Gestellte Aufgabe 1
Übersetzen Sie den Satz „In Köln rollen immer wieder Züge während des Ein- und Ausstiegs von Fahrgästen einige Meter weit davon, bis sie gebremst werden.“ aus dem Text zum Stuttgarter Tiefbahnhof ins Englische.
Gestellte Aufgabe 2
Duplizieren Sie aus dem Text zum Stuttgarter Tiefbahnhof wortgetreu den Abschnitt zwischen „30.06.2015 und 19.10.2015“ und „wiederholt und zugespitzt.“, beide Stellen eingeschlossen.

Extrahierter Text
══════
30.06.2015 und 19.10.2015 – Briefe ans Eisenbahnbundesamt
Der Tiefbahnhof in Stuttgart soll mit einer starken Längsneigung errichtet werden, mit der Richtwerte um ein Mehrfaches überschritten werden. Da moderne Züge einen geringen Rollwiderstand aufweisen drohen hier Gefahren. In Köln rollen immer wieder Züge während des Ein- und Ausstiegs von Fahrgästen einige Meter weit davon, bis sie gebremst werden. Ich will wissen: Wie soll die Sicherheit in Stuttgart gewährleistet werden, wenn es schon in Köln bei einem deutlich geringeren Gefälle immer wieder zu Vorfällen kommt. Dazu habe ich im Juni 2015 die zuständige Genehmigungsbehörde, das Eisenbahnbundesamt (EBA), angeschrieben. Nachdem die Antwort völlig nichtssagend war, habe ich im Oktober 2015 meine Fragen wiederholt und zugespitzt.
Zweiter Brief, diesmal vom 19.10.2015:
Überhöhte Gleisneigung am Stuttgarter Tiefbahnhof
Sehr geehrte Damen und Herren,
vielen Dank für Ihr Schreiben vom 24. Juli 2015. Leider bleiben die von mir aufgeworfenen Fragen zur Gleisneigung in Ihrem Schreiben jedoch unbeantwortet. Der Verweis auf die drei Bundestagsdrucksachen ist meines Erachtens nicht zielführend, da in diesen Drucksachen andere Fragen gestellt wurden als ich per Brief vom 24. Juni an Sie richtete. Daher bitte ich erneut um die Beantwortung der in meinem Brief formulierten Fragen.
══════
Gespeicherte Daten
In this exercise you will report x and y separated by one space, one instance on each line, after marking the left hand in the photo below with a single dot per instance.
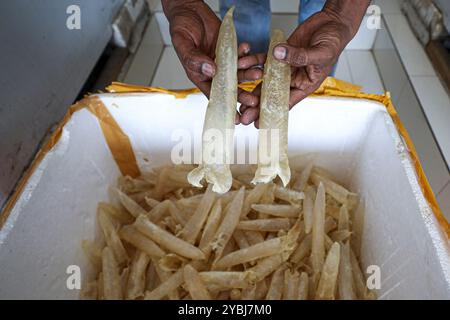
══════
Vollständige Ausgabe 1
In Cologne, trains repeatedly roll away several meters while passengers are getting on and off, until they are braked.

Vollständige Ausgabe 2
30.06.2015 und 19.10.2015 – Briefe ans Eisenbahnbundesamt
Der Tiefbahnhof in Stuttgart soll mit einer starken Längsneigung errichtet werden, mit der Richtwerte um ein Mehrfaches überschritten werden. Da moderne Züge einen geringen Rollwiderstand aufweisen drohen hier Gefahren. In Köln rollen immer wieder Züge während des Ein- und Ausstiegs von Fahrgästen einige Meter weit davon, bis sie gebremst werden. Ich will wissen: Wie soll die Sicherheit in Stuttgart gewährleistet werden, wenn es schon in Köln bei einem deutlich geringeren Gefälle immer wieder zu Vorfällen kommt. Dazu habe ich im Juni 2015 die zuständige Genehmigungsbehörde, das Eisenbahnbundesamt (EBA), angeschrieben. Nachdem die Antwort völlig nichtssagend war, habe ich im Oktober 2015 meine Fragen wiederholt und zugespitzt.